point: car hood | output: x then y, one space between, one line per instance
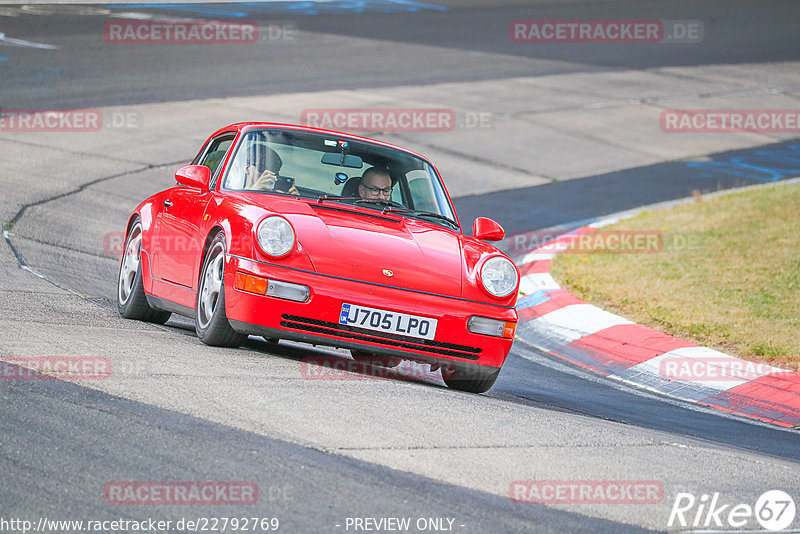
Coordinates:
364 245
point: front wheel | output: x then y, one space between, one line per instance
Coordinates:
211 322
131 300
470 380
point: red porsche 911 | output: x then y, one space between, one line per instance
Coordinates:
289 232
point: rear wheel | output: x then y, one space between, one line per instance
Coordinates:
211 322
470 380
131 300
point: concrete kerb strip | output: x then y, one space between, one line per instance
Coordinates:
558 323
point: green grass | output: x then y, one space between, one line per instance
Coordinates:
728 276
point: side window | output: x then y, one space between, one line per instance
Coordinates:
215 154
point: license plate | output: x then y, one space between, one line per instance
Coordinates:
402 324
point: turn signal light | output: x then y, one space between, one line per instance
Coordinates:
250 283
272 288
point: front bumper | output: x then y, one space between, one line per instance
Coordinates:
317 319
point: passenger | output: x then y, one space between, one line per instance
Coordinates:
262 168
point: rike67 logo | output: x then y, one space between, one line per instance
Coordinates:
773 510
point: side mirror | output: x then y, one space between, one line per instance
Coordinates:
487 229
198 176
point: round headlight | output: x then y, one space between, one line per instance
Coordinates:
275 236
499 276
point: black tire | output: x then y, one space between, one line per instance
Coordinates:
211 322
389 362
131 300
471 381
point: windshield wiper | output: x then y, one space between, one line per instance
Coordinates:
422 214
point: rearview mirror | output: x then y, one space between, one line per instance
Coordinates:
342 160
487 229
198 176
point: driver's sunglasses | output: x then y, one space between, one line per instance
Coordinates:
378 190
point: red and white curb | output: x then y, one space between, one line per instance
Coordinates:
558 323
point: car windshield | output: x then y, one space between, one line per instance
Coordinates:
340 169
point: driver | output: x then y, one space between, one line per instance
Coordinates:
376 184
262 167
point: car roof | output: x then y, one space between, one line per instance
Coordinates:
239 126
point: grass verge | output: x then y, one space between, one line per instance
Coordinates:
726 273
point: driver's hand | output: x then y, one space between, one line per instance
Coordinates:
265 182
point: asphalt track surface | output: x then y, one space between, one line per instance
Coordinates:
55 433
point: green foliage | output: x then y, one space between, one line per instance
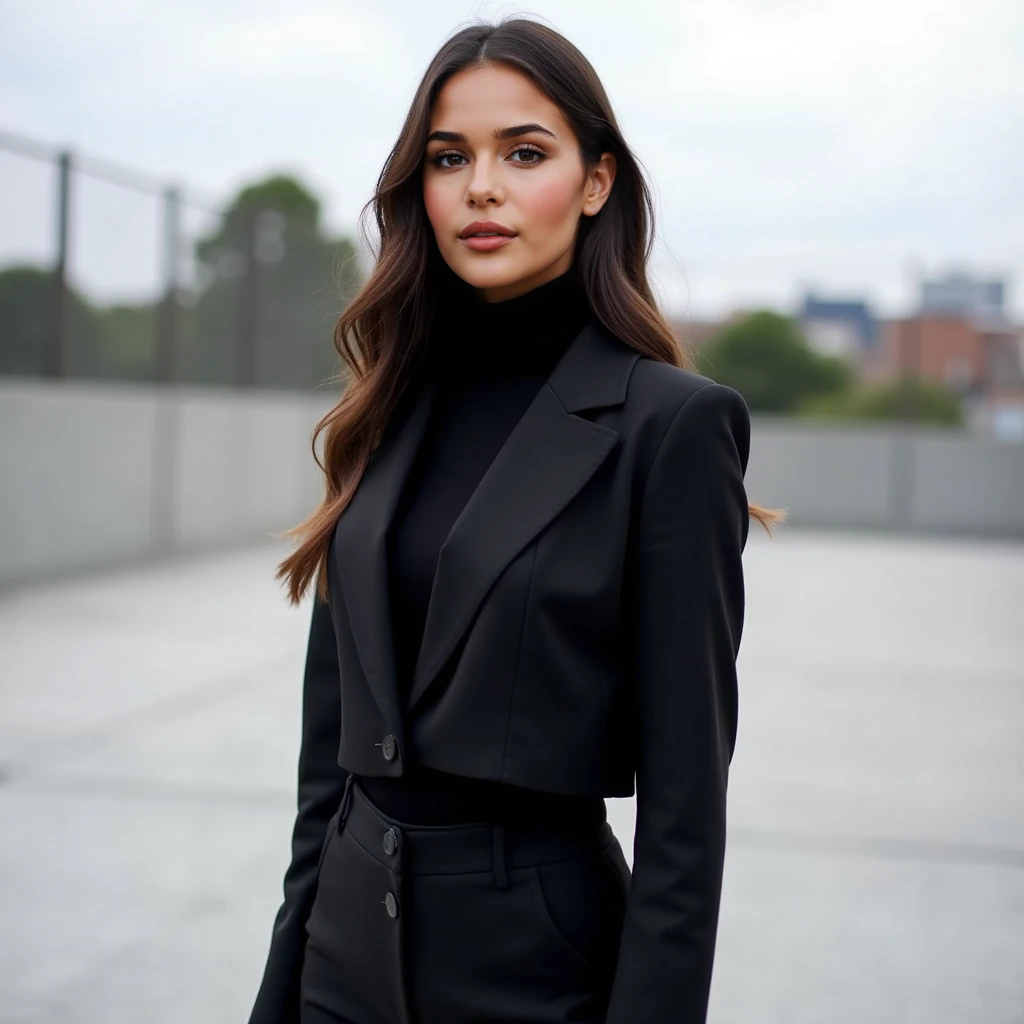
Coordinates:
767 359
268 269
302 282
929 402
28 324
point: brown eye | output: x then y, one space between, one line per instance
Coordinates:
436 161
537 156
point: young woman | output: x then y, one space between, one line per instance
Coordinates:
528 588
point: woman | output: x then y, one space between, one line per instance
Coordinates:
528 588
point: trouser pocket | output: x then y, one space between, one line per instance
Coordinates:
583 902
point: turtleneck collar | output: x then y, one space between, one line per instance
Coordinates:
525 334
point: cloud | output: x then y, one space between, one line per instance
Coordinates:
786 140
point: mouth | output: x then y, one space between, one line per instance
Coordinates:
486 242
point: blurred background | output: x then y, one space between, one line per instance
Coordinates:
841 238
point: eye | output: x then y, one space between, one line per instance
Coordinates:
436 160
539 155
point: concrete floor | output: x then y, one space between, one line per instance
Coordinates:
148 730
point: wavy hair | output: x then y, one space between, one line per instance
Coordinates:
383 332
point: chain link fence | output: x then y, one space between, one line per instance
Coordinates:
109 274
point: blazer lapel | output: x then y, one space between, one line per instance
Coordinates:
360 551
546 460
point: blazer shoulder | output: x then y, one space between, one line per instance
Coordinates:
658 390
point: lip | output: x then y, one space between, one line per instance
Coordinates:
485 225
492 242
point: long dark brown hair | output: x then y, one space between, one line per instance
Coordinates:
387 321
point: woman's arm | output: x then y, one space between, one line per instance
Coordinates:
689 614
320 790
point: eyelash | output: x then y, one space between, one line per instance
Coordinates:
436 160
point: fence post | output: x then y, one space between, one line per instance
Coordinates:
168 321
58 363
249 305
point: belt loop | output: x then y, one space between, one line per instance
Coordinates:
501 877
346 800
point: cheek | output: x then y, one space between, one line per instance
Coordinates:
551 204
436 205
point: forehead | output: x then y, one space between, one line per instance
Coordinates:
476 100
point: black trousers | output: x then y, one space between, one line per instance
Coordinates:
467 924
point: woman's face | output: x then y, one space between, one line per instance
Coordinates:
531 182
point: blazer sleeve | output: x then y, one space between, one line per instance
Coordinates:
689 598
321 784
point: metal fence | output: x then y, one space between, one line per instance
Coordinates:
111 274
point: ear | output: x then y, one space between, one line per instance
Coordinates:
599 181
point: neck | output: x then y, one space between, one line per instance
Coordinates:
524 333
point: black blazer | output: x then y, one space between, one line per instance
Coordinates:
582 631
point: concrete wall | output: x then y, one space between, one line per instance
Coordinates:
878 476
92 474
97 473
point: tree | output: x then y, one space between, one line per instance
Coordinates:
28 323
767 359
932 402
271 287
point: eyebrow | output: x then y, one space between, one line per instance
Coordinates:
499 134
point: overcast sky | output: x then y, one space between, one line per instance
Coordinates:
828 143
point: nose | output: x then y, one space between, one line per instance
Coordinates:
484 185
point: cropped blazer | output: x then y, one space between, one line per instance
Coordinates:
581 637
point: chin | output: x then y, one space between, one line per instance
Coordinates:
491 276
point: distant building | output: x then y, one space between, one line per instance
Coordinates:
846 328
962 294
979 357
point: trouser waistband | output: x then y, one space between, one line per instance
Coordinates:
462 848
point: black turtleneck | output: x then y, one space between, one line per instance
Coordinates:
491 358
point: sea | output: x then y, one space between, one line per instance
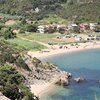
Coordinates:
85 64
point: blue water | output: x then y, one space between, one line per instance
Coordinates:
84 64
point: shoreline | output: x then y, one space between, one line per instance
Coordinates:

## Exercise directions
Type the entries above out again exactly, with no pictures.

## Answer for this exercise
point: car hood | output: x then y, one space between, one line per instance
Coordinates:
364 245
point: front wheel | output: x then y, one space between, one line per instance
Coordinates:
211 322
131 300
470 380
point: red porsche 911 | output: x then y, one space between, one line per instance
Coordinates:
289 232
point: rear wheel | output: x then y, one space between, one line per instance
Coordinates:
211 322
470 380
131 300
point: concrete kerb strip | output: x then y, one space between, one line per instance
Coordinates:
558 323
point: green grass | output: x then y, one space between, one line per instance
Coordinates:
728 276
point: side window | output: x then y, one space between, one line per instance
Coordinates:
215 154
point: license plate | output: x then y, one space between, one line per instance
Coordinates:
402 324
point: turn signal light | output: x then y, one space between, one line per instance
Coordinates:
250 283
272 288
point: front bumper | output: x then y, one space between, one line per instance
Coordinates:
317 319
point: passenger | output: x then y, one space between, one line per instance
Coordinates:
262 168
point: rike67 logo | output: x then y, one space between, one line per instance
Coordinates:
773 510
point: side mirror | output: x then y, one space between, one line per instance
Coordinates:
487 229
198 176
point: round headlight | output: x then y, one space between, one line per instance
Coordinates:
275 236
499 276
point: black tire | output: x then y, one space between, one line per instance
Coordinates:
211 322
389 362
131 300
471 381
point: windshield wiper | output: x then y, one space between, one line per instance
Coordinates:
422 214
point: rearview mirror | output: x then y, one space between, one line per instance
Coordinates:
342 160
487 229
198 176
point: driver's sunglasses | output: x then y, one space between, one line per instance
Coordinates:
378 190
point: red and white curb | output: x then y, one space between, one line per instance
Coordinates:
558 323
point: car windshield | output: x then y, one space between, one line per instance
Coordinates:
340 169
point: driver | output: x then y, one space between, one line per instance
Coordinates:
376 184
262 167
point: car roof | output: x then y, one space between, one line per instance
Coordinates:
239 126
point: grass verge | output: x then y, one space between, one line per instance
Coordinates:
726 273
point: driver's hand | output: x then y, one space between, one line per instance
Coordinates:
265 182
point: asphalt track surface | output: x then y, one space between, one line per instance
Coordinates:
55 433
point: green foliage | output: x then y, one space between, one line per instance
Coordinates:
767 359
268 269
302 282
929 402
28 324
point: brown eye | output: x then y, one space between, one line per instance
Coordinates:
436 161
537 156
point: young woman | output: x then y, one space between, one line per instance
Coordinates:
528 588
point: woman | output: x then y, one space between, one line per instance
Coordinates:
528 588
point: trouser pocket | output: x then y, one space between, one line per instance
Coordinates:
583 902
point: turtleneck collar | output: x then y, one space between, one line per instance
Coordinates:
525 334
point: cloud | output: x then y, one space between, one line per instance
Coordinates:
786 140
point: mouth | output: x then y, one space between, one line per instance
Coordinates:
486 242
point: blurred background | output: x then y, one space between, one line per instance
Coordinates:
841 238
point: eye | output: x then y, one space between, one line per instance
Coordinates:
436 160
539 155
point: concrete floor | output: x then y, one space between, one line per instance
Coordinates:
148 730
point: wavy hair | output: x then y, one space between, one line per instance
Coordinates:
383 332
point: chain link fence | output: x then y, one space between, one line per instance
Coordinates:
109 274
point: blazer lapel | output: x then y, one space between, one line per instance
Coordinates:
360 551
546 460
point: blazer shoulder | output: x then y, one space between, one line per instance
Coordinates:
658 390
point: lip | output: x then y, one space between, one line per instance
Coordinates:
485 225
492 242
point: long dark brown hair | output: x then y, one space between, one line per instance
Coordinates:
387 321
point: woman's arm | output: x then y, one space between, one line per instance
Coordinates:
689 614
320 790
point: eyelash | output: x then y, one space between, one line per instance
Coordinates:
436 160
point: fence post | output: x then y, one space between, one line per instance
Coordinates:
168 321
58 363
249 305
point: belt loop | output: x then y, one space between, one line per instance
Coordinates:
501 877
346 800
point: cheek | output: x then y, one space between, one line per instance
Coordinates:
551 204
436 205
point: forehead | output: x then y, one space between, one line per instance
Coordinates:
476 100
point: black trousers | output: x then y, one space between, one line per instance
Coordinates:
467 924
point: woman's face | output: x then y, one space between, one line per instance
Coordinates:
531 182
point: blazer sleeve | output: x then y, one space between, one line per instance
Coordinates:
689 598
321 784
point: metal fence | output: x then y, one space between, one line per instance
Coordinates:
111 274
point: ear | output: x then y, one space between, one line per instance
Coordinates:
599 181
point: neck | output: x then y, one space between, one line per instance
Coordinates:
524 333
point: black blazer | output: x then y, one space between, one line per instance
Coordinates:
582 631
point: concrete wall | output: x then y, one space between, one line per instance
Coordinates:
878 476
92 474
97 473
point: tree | output: x then y, one space between, one line per instance
Coordinates:
28 323
767 359
932 402
271 287
point: eyebrow | output: x then y, one space between, one line per instance
Coordinates:
499 134
point: overcast sky | output: x then y, one space between, one line per instance
Coordinates:
828 143
point: nose | output: x then y, one space between, one line per instance
Coordinates:
484 185
point: cropped blazer | output: x then y, one space between, one line per instance
Coordinates:
581 637
point: chin | output: x then y, one space between, one line per instance
Coordinates:
491 276
point: distant building | output: x then y, one space between, one line per instance
Coordinates:
846 328
962 294
979 357
point: trouser waistband | output: x then y, one space between, one line per instance
Coordinates:
462 848
point: black turtleneck | output: x then y, one space between, one line per instance
Coordinates:
491 358
point: sea | output: x then y, one space between, one line per instance
Coordinates:
85 64
point: blue water | output: x then y, one space between, one line per instance
Coordinates:
84 64
point: shoreline | output: x then y, one space between, one line per instance
Coordinates:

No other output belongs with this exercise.